# GOAL OF THE EXERCISE
Collect every line of the records that contains the word "plant", and copy each one.

===== SUPPLIED MATERIAL

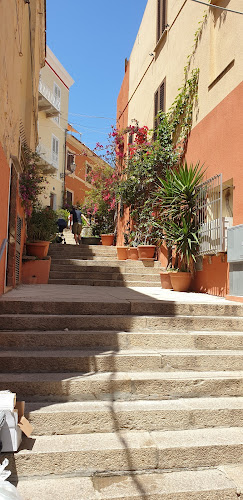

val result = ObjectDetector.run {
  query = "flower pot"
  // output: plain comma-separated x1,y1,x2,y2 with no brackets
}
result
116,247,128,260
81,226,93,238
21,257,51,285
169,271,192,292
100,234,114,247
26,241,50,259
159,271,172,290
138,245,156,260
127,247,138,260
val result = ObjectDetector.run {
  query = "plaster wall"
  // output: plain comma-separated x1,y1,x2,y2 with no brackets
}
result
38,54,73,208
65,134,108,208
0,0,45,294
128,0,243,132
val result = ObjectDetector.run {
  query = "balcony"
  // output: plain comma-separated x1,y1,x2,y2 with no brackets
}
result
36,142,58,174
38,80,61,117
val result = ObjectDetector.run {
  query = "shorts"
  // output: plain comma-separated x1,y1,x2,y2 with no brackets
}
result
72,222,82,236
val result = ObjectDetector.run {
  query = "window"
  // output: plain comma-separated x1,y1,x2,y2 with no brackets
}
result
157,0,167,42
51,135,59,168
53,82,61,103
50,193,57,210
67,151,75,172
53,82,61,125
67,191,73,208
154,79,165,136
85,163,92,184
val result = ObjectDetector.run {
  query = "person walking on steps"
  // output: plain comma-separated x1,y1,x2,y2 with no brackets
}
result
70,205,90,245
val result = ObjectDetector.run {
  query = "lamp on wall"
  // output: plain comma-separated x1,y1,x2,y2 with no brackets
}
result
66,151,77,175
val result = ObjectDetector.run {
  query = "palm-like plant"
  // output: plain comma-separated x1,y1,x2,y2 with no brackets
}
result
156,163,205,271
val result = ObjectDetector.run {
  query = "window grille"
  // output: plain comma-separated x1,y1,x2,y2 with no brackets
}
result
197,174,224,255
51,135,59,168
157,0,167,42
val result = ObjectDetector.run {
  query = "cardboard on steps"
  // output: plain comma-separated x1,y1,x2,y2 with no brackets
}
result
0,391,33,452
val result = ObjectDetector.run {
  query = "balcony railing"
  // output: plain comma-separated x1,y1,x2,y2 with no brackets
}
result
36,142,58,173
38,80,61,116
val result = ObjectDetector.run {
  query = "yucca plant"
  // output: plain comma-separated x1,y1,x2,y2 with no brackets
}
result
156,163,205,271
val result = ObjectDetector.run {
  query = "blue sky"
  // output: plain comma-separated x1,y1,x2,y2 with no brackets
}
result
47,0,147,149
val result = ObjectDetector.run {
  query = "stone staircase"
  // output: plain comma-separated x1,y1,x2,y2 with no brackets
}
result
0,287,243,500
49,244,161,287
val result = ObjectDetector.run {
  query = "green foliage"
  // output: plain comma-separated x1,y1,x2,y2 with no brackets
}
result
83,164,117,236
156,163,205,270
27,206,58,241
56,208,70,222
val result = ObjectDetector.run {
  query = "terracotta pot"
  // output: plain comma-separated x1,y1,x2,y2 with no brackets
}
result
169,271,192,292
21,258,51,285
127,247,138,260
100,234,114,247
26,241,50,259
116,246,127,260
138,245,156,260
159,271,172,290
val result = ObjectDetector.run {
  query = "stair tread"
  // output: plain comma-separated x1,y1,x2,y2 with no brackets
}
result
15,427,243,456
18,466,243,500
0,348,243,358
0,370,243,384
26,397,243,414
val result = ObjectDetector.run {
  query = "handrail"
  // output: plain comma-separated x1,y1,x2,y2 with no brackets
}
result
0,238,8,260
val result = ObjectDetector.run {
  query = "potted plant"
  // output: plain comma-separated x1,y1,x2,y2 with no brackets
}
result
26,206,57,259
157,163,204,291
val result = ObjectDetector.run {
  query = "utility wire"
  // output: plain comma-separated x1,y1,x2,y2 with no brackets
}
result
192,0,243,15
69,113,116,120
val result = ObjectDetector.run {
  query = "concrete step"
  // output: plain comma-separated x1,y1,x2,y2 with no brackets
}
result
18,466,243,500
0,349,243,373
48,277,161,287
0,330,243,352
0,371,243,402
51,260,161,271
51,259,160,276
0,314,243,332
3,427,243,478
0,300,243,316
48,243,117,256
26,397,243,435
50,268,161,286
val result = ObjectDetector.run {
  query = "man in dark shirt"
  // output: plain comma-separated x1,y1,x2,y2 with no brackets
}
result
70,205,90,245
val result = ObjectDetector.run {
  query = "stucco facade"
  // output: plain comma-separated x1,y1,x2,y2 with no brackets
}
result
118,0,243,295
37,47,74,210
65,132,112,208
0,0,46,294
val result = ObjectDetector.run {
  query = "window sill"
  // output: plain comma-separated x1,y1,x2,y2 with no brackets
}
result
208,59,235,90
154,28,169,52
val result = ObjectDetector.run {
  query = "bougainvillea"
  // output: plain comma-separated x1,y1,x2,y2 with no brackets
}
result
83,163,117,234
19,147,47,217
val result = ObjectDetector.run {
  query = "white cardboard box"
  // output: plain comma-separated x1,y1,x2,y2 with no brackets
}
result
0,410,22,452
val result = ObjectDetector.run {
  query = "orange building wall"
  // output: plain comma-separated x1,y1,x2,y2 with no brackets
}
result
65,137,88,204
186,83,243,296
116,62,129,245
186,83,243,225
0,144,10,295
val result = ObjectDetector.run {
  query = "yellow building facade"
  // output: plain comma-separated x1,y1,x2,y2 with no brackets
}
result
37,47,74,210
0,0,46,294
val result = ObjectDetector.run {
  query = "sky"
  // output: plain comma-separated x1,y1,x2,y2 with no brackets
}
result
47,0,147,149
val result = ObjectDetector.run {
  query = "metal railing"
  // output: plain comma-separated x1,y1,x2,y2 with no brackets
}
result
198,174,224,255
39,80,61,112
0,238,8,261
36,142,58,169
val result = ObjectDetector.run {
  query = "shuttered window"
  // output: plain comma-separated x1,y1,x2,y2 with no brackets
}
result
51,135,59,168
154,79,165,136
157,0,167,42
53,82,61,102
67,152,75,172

==========
===== SUPPLIED MATERIAL

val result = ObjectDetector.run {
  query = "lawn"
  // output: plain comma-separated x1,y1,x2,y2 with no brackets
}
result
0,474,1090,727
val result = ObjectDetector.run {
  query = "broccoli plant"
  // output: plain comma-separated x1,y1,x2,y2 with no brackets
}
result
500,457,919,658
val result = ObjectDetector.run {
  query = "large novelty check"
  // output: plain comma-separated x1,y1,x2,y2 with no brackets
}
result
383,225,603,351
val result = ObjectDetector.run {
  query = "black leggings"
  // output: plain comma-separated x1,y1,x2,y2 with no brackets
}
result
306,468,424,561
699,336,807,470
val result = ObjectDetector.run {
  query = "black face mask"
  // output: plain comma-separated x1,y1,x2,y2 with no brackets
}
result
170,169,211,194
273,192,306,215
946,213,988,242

==========
===== SUPPLIED MATERIAL

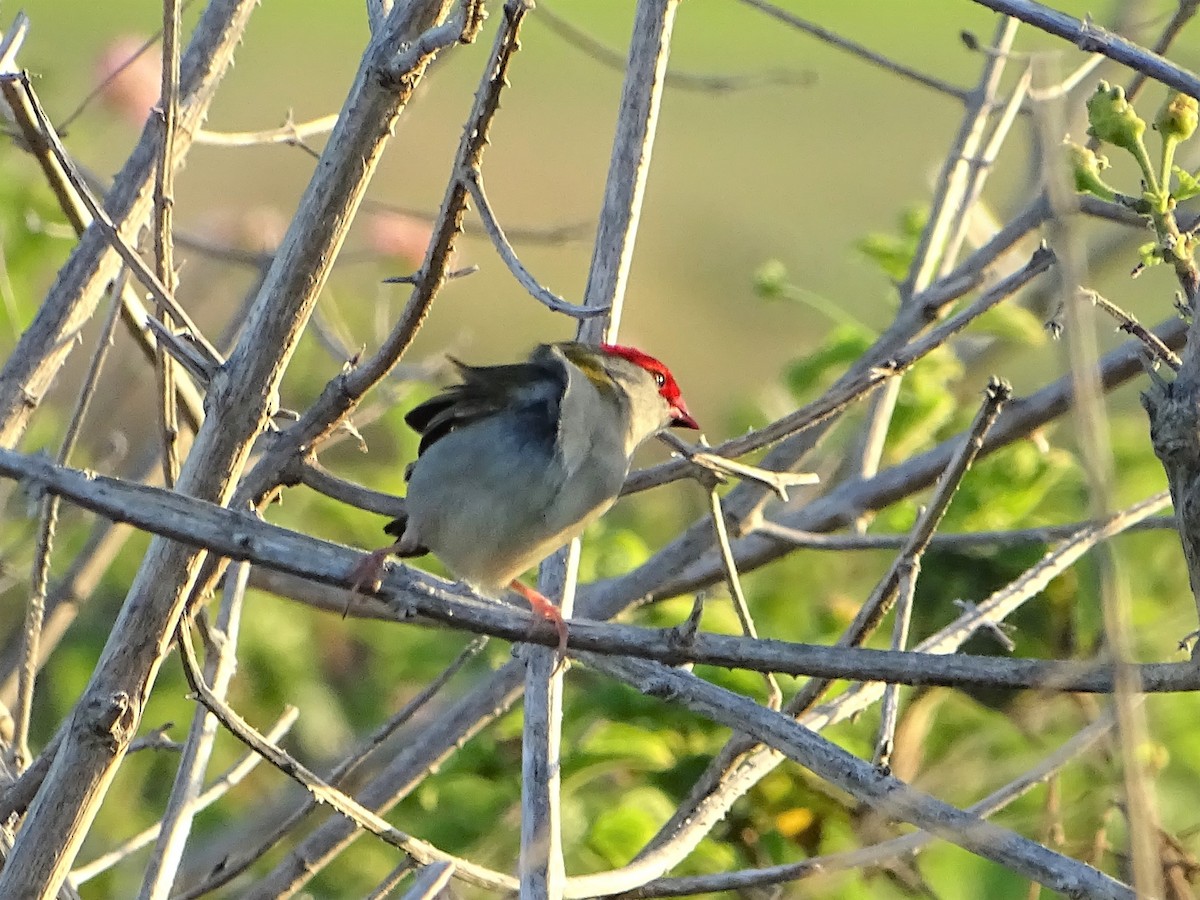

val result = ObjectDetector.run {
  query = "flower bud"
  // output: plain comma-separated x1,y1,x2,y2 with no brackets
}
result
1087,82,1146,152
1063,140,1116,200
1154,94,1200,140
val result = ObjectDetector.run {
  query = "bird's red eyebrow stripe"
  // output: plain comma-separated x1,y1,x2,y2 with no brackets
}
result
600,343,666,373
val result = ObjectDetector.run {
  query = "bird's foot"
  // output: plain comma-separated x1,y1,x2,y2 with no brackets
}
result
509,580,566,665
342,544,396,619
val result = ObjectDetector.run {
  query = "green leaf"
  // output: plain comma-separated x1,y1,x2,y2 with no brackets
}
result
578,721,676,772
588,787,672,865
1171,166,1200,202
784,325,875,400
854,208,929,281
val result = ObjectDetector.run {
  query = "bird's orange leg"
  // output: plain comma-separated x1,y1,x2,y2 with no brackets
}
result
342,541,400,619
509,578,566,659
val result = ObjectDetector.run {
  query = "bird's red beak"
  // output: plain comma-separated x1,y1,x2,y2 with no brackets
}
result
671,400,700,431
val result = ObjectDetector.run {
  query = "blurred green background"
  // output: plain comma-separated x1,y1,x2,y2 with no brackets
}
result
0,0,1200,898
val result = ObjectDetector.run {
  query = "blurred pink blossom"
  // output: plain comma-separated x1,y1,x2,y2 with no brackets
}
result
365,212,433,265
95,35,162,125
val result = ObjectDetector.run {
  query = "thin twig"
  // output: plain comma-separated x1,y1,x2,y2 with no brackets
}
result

==========

# ANSWER IN FULL
  query = "palm-like plant"
  query = "yucca plant"
  query = "potted plant"
  query = "broccoli plant"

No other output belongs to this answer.